AIM -> Produce an exact copy of the lines from the line that contains "Identify the side mirror" to the end of the listing below.

Pointing dataset excerpts:
'''

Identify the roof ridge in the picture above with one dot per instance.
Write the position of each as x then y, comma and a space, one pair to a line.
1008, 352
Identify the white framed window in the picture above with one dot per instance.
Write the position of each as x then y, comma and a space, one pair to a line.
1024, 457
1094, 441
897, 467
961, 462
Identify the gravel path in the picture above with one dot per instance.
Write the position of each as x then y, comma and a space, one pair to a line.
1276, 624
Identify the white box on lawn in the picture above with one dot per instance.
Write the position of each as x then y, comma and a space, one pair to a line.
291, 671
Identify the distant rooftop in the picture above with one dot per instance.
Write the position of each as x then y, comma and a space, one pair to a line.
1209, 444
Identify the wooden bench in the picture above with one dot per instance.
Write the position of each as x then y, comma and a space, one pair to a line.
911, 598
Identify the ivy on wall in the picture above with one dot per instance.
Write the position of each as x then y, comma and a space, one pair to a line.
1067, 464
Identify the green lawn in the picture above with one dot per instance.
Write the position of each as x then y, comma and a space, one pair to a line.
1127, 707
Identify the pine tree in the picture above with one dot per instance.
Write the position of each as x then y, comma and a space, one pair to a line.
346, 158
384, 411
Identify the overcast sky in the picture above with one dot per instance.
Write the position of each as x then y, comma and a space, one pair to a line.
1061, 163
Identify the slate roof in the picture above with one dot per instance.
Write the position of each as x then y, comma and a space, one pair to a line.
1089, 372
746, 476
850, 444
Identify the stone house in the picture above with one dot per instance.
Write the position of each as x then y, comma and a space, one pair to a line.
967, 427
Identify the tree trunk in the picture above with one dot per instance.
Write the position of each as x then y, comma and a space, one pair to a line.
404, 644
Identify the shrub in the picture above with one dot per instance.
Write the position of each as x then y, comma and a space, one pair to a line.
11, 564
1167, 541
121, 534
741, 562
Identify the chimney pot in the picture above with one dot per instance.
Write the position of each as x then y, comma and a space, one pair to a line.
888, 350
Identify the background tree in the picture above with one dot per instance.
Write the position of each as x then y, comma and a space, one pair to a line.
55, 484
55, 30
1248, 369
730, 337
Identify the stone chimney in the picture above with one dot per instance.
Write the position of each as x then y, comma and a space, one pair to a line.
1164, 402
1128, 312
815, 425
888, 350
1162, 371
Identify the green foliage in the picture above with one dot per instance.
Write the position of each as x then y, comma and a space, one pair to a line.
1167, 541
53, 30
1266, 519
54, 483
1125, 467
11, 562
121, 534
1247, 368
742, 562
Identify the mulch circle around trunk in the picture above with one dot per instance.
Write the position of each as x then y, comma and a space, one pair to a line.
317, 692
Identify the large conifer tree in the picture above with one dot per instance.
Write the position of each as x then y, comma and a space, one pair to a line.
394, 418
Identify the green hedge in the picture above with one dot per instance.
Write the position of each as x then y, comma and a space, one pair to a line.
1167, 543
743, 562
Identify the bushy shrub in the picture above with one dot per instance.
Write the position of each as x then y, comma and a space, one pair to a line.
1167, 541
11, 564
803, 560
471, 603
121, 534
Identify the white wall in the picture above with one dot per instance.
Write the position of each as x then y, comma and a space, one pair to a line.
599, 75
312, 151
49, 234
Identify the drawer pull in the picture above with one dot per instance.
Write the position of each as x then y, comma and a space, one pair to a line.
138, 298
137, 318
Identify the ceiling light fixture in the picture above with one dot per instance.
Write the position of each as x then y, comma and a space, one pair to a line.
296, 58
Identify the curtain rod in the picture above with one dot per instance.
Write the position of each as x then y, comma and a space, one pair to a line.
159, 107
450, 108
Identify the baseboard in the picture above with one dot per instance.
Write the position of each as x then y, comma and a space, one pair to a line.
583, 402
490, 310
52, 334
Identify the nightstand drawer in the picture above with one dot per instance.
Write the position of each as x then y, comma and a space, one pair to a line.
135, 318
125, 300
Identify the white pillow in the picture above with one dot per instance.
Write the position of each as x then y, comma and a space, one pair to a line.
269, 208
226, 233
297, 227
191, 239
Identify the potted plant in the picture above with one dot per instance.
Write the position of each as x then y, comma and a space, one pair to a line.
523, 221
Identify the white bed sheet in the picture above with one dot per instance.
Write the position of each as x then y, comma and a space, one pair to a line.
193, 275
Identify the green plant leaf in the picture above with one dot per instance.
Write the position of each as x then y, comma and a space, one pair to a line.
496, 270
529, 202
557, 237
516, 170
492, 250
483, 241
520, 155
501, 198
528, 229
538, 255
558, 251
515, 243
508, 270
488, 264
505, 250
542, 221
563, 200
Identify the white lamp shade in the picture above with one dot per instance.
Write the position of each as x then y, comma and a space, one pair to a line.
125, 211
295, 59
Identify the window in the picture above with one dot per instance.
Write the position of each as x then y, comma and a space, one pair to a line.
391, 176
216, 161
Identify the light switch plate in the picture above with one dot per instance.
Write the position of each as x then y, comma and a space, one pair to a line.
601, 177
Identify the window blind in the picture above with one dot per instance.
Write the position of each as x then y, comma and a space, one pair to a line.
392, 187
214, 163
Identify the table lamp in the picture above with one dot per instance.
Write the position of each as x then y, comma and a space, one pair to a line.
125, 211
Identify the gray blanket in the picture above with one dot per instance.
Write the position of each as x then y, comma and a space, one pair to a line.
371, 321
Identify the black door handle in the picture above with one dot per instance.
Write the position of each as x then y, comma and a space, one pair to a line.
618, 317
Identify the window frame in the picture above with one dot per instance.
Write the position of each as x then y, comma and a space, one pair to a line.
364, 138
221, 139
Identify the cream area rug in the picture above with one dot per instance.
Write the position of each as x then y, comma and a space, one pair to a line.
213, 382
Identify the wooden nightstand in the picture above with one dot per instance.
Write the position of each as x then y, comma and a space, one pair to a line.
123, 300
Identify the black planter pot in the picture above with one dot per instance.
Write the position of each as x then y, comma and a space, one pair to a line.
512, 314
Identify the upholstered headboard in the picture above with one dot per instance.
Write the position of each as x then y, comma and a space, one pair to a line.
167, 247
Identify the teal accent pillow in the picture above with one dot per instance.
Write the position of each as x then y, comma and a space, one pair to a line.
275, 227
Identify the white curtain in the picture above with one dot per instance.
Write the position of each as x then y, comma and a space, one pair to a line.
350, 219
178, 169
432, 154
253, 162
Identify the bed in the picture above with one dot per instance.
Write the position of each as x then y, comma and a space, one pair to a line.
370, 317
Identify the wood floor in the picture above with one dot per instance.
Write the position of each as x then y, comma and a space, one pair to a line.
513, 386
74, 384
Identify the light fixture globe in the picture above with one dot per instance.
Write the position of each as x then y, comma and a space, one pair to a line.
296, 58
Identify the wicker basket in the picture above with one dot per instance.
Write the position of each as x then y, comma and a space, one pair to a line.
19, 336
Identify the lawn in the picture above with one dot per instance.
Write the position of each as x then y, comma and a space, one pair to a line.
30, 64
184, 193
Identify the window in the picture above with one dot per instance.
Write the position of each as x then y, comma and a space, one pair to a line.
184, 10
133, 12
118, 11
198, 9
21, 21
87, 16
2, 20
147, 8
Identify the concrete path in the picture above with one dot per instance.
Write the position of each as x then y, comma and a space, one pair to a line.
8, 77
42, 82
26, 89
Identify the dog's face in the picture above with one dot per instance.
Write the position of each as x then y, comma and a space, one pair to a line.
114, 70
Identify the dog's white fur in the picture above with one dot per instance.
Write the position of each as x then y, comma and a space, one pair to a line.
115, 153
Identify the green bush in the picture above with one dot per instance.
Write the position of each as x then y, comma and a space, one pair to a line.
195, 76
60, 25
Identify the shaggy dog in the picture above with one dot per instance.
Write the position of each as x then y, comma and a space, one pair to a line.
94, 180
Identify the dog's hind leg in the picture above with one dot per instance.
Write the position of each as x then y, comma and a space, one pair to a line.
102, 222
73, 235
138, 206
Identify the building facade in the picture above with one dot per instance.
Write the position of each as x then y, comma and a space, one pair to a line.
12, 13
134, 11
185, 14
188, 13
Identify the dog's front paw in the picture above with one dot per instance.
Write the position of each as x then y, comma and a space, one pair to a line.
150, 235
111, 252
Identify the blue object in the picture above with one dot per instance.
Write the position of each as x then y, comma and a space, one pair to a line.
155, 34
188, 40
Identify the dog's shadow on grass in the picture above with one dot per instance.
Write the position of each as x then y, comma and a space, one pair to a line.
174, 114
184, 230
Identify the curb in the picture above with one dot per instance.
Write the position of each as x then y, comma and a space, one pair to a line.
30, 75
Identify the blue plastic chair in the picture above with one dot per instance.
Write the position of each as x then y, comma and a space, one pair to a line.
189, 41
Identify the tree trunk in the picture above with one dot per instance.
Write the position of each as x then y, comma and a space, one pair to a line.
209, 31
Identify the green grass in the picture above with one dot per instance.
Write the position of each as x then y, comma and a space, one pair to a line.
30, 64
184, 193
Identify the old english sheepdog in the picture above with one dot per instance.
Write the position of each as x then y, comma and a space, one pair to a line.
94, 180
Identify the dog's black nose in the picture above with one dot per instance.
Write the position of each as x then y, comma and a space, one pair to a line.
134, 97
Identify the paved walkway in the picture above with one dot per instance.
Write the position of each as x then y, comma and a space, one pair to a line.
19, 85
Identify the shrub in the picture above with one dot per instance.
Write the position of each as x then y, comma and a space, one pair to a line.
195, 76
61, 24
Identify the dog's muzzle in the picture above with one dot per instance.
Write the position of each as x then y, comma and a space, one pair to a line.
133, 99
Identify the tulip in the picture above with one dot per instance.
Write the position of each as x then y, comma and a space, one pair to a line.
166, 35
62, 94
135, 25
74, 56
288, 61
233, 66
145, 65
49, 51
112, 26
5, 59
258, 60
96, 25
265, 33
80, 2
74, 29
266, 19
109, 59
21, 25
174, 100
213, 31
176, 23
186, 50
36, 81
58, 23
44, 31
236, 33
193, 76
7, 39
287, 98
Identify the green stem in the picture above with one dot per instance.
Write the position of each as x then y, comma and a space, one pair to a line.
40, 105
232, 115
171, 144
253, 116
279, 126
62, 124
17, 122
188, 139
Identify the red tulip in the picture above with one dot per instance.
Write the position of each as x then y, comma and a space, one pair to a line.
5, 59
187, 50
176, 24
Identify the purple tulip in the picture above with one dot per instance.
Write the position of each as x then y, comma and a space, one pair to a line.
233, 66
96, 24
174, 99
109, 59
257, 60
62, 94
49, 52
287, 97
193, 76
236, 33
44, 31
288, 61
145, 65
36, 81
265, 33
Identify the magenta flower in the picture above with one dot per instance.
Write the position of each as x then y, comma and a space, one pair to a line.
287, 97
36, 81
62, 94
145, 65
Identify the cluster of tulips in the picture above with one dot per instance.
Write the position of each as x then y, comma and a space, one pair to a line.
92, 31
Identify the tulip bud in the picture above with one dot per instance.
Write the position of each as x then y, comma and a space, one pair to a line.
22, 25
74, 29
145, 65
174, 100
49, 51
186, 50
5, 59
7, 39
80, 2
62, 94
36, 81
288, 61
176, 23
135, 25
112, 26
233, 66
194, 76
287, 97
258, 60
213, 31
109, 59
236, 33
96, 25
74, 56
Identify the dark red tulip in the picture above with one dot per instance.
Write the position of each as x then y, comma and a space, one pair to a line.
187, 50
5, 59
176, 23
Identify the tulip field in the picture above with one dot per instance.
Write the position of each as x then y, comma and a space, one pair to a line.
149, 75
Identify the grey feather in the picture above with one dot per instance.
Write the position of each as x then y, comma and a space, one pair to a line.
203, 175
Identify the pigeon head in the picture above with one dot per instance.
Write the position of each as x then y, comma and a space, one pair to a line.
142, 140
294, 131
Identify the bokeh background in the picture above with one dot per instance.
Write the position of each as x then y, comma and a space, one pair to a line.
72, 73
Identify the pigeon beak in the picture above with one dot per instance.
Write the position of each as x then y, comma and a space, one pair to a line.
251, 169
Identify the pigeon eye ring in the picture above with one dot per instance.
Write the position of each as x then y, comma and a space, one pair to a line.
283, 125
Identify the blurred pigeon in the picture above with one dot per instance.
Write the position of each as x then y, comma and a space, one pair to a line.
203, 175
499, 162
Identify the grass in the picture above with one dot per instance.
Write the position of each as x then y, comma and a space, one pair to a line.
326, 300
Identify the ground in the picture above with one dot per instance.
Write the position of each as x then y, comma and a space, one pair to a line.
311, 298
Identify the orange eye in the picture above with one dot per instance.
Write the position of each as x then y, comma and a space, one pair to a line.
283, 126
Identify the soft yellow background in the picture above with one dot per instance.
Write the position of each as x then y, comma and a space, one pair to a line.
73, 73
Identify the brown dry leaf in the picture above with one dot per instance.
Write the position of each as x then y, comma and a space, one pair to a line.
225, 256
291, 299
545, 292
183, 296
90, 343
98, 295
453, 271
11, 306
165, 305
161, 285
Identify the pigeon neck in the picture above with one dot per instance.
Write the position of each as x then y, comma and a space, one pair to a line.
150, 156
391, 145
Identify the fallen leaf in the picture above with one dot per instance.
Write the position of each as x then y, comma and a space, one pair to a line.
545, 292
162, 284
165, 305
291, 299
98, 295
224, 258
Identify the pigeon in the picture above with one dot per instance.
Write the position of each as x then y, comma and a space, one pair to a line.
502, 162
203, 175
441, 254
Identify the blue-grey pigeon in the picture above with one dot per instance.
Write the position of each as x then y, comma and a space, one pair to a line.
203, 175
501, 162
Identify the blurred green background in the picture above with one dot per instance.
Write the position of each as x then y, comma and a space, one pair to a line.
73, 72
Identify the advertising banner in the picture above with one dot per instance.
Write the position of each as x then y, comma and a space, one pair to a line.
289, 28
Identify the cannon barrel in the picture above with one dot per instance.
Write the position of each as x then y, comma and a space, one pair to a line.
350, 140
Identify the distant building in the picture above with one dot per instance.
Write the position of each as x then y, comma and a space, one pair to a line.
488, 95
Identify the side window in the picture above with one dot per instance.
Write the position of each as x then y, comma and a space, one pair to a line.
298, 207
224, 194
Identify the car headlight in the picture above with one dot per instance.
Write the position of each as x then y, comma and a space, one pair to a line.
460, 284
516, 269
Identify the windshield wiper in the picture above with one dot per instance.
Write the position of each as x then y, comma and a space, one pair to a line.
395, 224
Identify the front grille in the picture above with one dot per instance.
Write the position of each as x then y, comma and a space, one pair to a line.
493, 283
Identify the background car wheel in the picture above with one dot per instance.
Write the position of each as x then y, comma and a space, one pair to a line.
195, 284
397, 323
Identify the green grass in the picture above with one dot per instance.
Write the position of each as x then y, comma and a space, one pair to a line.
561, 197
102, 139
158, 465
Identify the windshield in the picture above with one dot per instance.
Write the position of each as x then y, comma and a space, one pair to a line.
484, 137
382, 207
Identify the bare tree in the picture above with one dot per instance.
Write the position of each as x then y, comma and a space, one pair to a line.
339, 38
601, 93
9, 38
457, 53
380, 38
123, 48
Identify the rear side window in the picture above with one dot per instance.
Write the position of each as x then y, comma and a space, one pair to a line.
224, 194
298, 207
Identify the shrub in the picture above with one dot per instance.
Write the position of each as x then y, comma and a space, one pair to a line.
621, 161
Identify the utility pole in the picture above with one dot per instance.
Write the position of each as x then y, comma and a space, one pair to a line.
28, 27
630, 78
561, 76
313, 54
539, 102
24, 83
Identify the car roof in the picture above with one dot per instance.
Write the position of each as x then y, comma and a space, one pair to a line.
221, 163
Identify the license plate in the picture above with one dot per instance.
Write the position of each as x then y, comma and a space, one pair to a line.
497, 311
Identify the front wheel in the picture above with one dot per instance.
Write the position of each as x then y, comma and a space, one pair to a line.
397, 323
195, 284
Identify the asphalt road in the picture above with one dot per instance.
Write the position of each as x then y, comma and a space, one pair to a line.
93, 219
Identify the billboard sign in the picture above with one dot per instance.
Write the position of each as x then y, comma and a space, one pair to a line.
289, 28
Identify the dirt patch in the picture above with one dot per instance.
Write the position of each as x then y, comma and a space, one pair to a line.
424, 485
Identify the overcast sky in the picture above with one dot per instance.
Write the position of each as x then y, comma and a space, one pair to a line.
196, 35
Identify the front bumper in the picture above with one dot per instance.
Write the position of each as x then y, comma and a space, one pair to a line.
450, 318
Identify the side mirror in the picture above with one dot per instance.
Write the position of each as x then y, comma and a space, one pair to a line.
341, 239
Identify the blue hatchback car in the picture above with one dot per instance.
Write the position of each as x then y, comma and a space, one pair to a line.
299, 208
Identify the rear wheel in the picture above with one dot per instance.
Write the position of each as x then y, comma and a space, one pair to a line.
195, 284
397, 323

'''

IN RESPONSE ->
Identify the side mirror in the picture above with one dot per instance.
Write the position of each as x then y, comma and a space, one pair to a line.
341, 239
Identify the blue hatchback car in the picture above with one dot per instance.
Write the position of each as x then y, comma and a space, one pair to a line.
299, 208
Identify the rear wheel in the picture above with one dot per instance.
Write the position of each as x then y, comma and a space, one pair to a line.
195, 284
397, 323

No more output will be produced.